Text block –
════════════════
Nimble CASL filesystem overview

nimbleChassis

 

As a Nimble partner, Collier IT has worked with a number of customers to install, configure and deploy a number of Nimble arrays.  We also have a CS-300 and a CS-500 in our lab so I get to use it on a daily basis.  I wanted to take some time to give a quick overview of how Nimble’s CASL filesystem works and how it differentiates itself from other storage vendor technologies.

 

These days, you can’t throw a rock in the Storage industry without hitting about a dozen new vendors every month touting their flashy new storage array and how it’s better than all the others out there.  I’ve used a lot of them and they all seem to share some common pitfalls:

 

 

CI-Generic-Chart.jpg

  • Performance drops as the array fills up, sometimes at only 80% of capacity or less!

Nobody in their right mind would intentionally push their SAN up to 100% utilization.  It’s not that hard though to lose track of thin provisioning and how much actual storage you have left.  As most storage arrays get close to full capacity, they start to slow down.  The reason for this is based on how the filesystem architecture is designed to handle free space and how it writes to disk.  Consider NetApp’s WAFL filesystem for example.  It is based on the WIFS (Write In Free Space) concept.  As new blocks are written to disk, instead of overwriting blocks in place (which adds a TON of overhead), it is redirected to a new location on disk and an is written as a full stripe across the disk group.  It allows for fast sequential reads because the blocks are laid out in a very contiguous manner.  Once the amount of free space starts to diminish, you find that what’s left is very scattered and located in different locations on the array.  It’s not contiguous anymore and there is significantly more time spent seeking for reads and writes, slowing down the array.
════════════════
Information supplied –
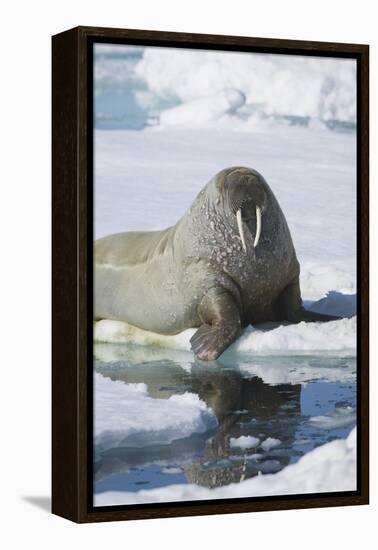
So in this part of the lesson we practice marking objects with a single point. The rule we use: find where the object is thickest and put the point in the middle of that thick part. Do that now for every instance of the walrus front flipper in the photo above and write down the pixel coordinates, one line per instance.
(221, 324)
(291, 308)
════════════════
To-do list –
1. According to the Nimble CASL overview, why do most storage arrays slow down as they approach full capacity? Answer in one to three sentences.
2. Rewrite everything in the Nimble CASL overview from "As a Nimble" down to "capacity or less!", substituting "shortcomings" for "pitfalls".
3. In the Nimble CASL overview, what concept is NetApp's WAFL filesystem said to be based on?
Base every answer on the Nimble CASL overview alone.

Solution list –
1. Filesystems built on a write-in-free-space design, such as NetApp's WAFL, send new blocks to fresh locations as full stripes rather than overwriting them in place. As free space shrinks, what remains is scattered across the array instead of contiguous, so reads and writes spend much more time seeking.

2.
As a Nimble partner, Collier IT has worked with a number of customers to install, configure and deploy a number of Nimble arrays.  We also have a CS-300 and a CS-500 in our lab so I get to use it on a daily basis.  I wanted to take some time to give a quick overview of how Nimble’s CASL filesystem works and how it differentiates itself from other storage vendor technologies.

 

These days, you can’t throw a rock in the Storage industry without hitting about a dozen new vendors every month touting their flashy new storage array and how it’s better than all the others out there.  I’ve used a lot of them and they all seem to share some common shortcomings:

 

 

CI-Generic-Chart.jpg

  • Performance drops as the array fills up, sometimes at only 80% of capacity or less!

3. It is based on the WIFS (Write In Free Space) concept.